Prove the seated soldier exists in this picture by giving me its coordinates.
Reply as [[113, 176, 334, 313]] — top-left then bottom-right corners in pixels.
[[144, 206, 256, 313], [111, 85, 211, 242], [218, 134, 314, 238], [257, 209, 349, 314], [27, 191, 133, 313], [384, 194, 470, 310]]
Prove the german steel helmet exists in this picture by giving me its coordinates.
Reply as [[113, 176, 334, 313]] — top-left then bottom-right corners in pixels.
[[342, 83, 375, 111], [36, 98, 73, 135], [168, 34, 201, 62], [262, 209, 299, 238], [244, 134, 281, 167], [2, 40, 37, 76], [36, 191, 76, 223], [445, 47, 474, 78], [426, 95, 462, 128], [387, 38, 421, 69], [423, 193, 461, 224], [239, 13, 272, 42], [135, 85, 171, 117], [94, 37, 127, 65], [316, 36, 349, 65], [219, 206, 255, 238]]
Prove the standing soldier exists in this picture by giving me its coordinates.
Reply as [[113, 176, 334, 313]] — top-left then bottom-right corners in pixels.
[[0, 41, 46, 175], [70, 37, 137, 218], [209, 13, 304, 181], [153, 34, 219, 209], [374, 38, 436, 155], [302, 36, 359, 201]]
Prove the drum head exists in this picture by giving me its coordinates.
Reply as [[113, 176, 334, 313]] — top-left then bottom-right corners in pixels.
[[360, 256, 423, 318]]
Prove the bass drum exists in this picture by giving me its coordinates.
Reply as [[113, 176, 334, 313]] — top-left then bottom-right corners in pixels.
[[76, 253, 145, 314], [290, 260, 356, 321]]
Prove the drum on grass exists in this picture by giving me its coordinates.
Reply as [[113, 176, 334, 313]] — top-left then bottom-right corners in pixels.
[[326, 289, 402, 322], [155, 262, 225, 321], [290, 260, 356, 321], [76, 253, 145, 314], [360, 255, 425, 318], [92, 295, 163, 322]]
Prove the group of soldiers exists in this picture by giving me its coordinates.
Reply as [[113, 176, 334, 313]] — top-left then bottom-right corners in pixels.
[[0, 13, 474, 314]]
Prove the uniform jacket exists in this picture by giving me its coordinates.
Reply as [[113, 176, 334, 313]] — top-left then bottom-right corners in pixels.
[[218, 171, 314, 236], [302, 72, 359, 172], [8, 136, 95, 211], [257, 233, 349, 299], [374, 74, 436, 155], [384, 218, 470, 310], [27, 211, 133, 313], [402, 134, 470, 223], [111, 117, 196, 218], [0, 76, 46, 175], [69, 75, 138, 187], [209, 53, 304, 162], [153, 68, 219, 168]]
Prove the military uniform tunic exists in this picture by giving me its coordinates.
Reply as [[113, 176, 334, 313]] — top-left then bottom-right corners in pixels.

**What the exercise asks**. Rewrite all of the material above, changing every "coordinates" to "bounding box" and leaving everything else the same.

**Exercise answer**.
Prove the seated soldier exists in this picture by giving me its bounding box.
Reply as [[113, 176, 334, 313]] — top-left then bottom-right corners in pixels.
[[144, 206, 256, 313], [111, 85, 211, 242], [218, 134, 314, 238], [257, 209, 349, 314], [27, 191, 133, 313], [384, 194, 470, 310]]
Prove the german steel helmet exists in this picture by giving me its bounding box.
Reply as [[113, 176, 334, 313]] — top-left then bottom-right corners in pixels.
[[342, 83, 375, 111], [36, 98, 73, 135], [168, 34, 201, 62], [262, 209, 299, 238], [244, 134, 281, 167], [2, 40, 37, 76], [36, 191, 76, 223], [445, 47, 474, 78], [426, 95, 462, 128], [387, 38, 421, 69], [423, 193, 461, 224], [239, 13, 272, 42], [135, 85, 171, 117], [94, 37, 127, 65], [316, 36, 349, 65], [219, 206, 255, 238]]
Prove the standing soldier exists in this picture by giving me its bounding box.
Reply as [[113, 176, 334, 313]] — top-left then bottom-right corners in pixels.
[[0, 41, 46, 175], [70, 37, 137, 218], [209, 13, 304, 181], [153, 34, 219, 209], [374, 38, 436, 155], [302, 36, 359, 201]]
Prove the drum head exists in this picture by giving me its bounding box.
Reply as [[113, 176, 334, 313]] — top-left then bottom-right corners in pixels.
[[360, 256, 423, 318]]
Prove the bass drum exists in this picture by giving me its bounding box.
Reply as [[113, 176, 334, 313]] — top-left then bottom-right corners in pixels.
[[76, 253, 145, 314], [290, 260, 356, 321]]
Prove the drum on grass exists in this picture by giving me its bounding box.
Reply as [[113, 176, 334, 313]] — top-left then bottom-right corners in pixels.
[[326, 289, 402, 322], [155, 262, 225, 321], [290, 260, 356, 321], [76, 253, 145, 314], [360, 255, 425, 318], [92, 295, 163, 322]]
Prove the group of soldiers exists in this picture by giving me its bounding box.
Reply as [[113, 176, 334, 313]] — top-left then bottom-right corners in pixels.
[[0, 13, 474, 314]]
Prove the uniform jacket exists in this picture by giving me its bounding box.
Reply as [[113, 176, 334, 313]] — top-left then bottom-right corners in pixels.
[[218, 171, 314, 236], [302, 72, 359, 172], [8, 136, 95, 211], [257, 233, 349, 299], [374, 74, 436, 155], [384, 218, 470, 310], [27, 211, 133, 313], [402, 134, 470, 223], [111, 117, 196, 218], [0, 76, 46, 175], [69, 75, 138, 187], [209, 53, 304, 162], [153, 68, 219, 168]]
Prove the military uniform tunic exists in this picture by giving me its bounding box.
Reply as [[113, 176, 334, 313]] — top-left then bottom-right corners in pixels.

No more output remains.